━━ Available data
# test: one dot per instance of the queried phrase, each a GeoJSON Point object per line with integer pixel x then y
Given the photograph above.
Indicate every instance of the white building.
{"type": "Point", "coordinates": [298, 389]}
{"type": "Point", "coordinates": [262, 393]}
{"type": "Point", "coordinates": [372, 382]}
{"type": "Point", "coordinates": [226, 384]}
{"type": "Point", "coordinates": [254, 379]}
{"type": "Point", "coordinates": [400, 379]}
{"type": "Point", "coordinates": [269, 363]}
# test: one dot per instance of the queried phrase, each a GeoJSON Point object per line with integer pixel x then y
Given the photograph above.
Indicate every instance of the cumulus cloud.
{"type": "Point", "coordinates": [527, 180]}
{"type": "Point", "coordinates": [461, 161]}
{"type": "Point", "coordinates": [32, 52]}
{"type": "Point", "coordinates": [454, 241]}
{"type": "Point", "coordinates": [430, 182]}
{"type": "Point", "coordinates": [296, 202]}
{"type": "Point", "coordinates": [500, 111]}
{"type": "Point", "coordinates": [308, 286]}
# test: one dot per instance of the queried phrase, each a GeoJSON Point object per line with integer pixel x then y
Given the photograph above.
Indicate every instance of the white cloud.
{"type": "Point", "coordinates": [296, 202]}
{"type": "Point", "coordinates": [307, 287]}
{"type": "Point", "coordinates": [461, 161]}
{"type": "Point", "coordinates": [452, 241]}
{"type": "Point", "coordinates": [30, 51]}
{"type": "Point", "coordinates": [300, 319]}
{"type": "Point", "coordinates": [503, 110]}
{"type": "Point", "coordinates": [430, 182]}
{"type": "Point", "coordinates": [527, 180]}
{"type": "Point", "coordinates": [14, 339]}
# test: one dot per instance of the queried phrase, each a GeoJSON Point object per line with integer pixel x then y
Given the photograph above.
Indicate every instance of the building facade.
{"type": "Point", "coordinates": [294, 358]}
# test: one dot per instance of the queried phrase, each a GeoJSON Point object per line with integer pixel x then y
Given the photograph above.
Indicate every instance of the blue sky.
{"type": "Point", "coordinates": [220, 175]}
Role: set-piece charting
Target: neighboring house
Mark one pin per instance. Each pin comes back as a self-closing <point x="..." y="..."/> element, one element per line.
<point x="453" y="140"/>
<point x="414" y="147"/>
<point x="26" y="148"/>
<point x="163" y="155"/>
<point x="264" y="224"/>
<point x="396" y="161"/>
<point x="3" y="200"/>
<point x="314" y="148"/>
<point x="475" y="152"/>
━━━━
- [Required work]: The whole listing above should be output again exactly.

- [Exercise answer]:
# test: one dot per instance of the queried phrase, each a GeoJSON Point object per line with integer pixel x then y
Given the photograph above.
Indicate every instance of the white building.
{"type": "Point", "coordinates": [298, 389]}
{"type": "Point", "coordinates": [262, 393]}
{"type": "Point", "coordinates": [372, 382]}
{"type": "Point", "coordinates": [226, 384]}
{"type": "Point", "coordinates": [254, 379]}
{"type": "Point", "coordinates": [400, 379]}
{"type": "Point", "coordinates": [269, 363]}
# test: one dot per instance of the queried phrase, each a GeoJSON Point object per line with integer pixel x then y
Given the photograph above.
Indicate every instance of the cumulus cloud.
{"type": "Point", "coordinates": [527, 180]}
{"type": "Point", "coordinates": [461, 161]}
{"type": "Point", "coordinates": [32, 52]}
{"type": "Point", "coordinates": [454, 241]}
{"type": "Point", "coordinates": [430, 182]}
{"type": "Point", "coordinates": [296, 202]}
{"type": "Point", "coordinates": [500, 111]}
{"type": "Point", "coordinates": [308, 286]}
# test: one dot per instance of the queried phrase, each a GeoJSON Point object per line with integer pixel x then y
Given the photograph above.
Indicate every instance of the white cloud.
{"type": "Point", "coordinates": [296, 202]}
{"type": "Point", "coordinates": [307, 287]}
{"type": "Point", "coordinates": [461, 161]}
{"type": "Point", "coordinates": [452, 241]}
{"type": "Point", "coordinates": [30, 51]}
{"type": "Point", "coordinates": [300, 319]}
{"type": "Point", "coordinates": [503, 110]}
{"type": "Point", "coordinates": [430, 182]}
{"type": "Point", "coordinates": [527, 180]}
{"type": "Point", "coordinates": [14, 339]}
# test: one dot per instance of the queried phrase, each a GeoJSON Point object per line with integer pixel x then y
Given the photograph above.
Indicate every instance of the building facade.
{"type": "Point", "coordinates": [294, 358]}
# test: one dot per instance of the queried phrase, each a GeoJSON Point object per line with integer pixel x then y
Given the photograph above.
Indicate every instance of the blue sky.
{"type": "Point", "coordinates": [220, 175]}
Role: set-piece charting
Target: neighboring house
Mark one pin per instance. Each pin comes back as a self-closing <point x="..." y="..."/> element, one element per line.
<point x="453" y="140"/>
<point x="414" y="147"/>
<point x="26" y="148"/>
<point x="163" y="155"/>
<point x="264" y="224"/>
<point x="396" y="161"/>
<point x="3" y="200"/>
<point x="314" y="148"/>
<point x="475" y="152"/>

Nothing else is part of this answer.